_Prompt:_
Copy out only the stretch of the records from the line containing "# Looking for the mist in the image above" through the end, swapping every "mist" for "fog" and keeping everything else the same.
>> Start Data lines
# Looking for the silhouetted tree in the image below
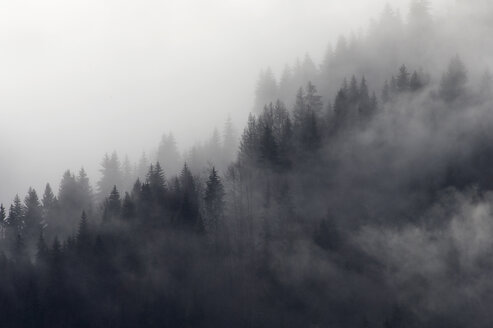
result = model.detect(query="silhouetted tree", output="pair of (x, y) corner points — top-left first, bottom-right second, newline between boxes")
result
(439, 56), (467, 103)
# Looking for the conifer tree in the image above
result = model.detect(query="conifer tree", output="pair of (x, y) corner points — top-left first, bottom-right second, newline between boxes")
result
(23, 188), (43, 246)
(204, 167), (225, 237)
(439, 56), (467, 103)
(396, 65), (410, 92)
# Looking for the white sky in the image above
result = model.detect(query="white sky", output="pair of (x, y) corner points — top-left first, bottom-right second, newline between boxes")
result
(0, 0), (453, 202)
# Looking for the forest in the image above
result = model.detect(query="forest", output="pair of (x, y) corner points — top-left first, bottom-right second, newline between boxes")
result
(0, 1), (493, 328)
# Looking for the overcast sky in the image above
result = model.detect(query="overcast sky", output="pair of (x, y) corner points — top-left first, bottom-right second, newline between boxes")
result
(0, 0), (453, 202)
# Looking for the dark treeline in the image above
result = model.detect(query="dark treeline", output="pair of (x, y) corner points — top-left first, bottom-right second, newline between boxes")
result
(0, 1), (493, 328)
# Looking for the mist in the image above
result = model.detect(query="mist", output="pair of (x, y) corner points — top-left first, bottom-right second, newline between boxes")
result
(0, 0), (493, 328)
(0, 0), (450, 203)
>> End Data lines
_Result for this exercise:_
# Looking for the fog in the image above
result = model.detect(query="fog", output="pair of (x, y) corner points — top-left first, bottom-right second, newline between boxes")
result
(0, 0), (493, 328)
(0, 0), (450, 203)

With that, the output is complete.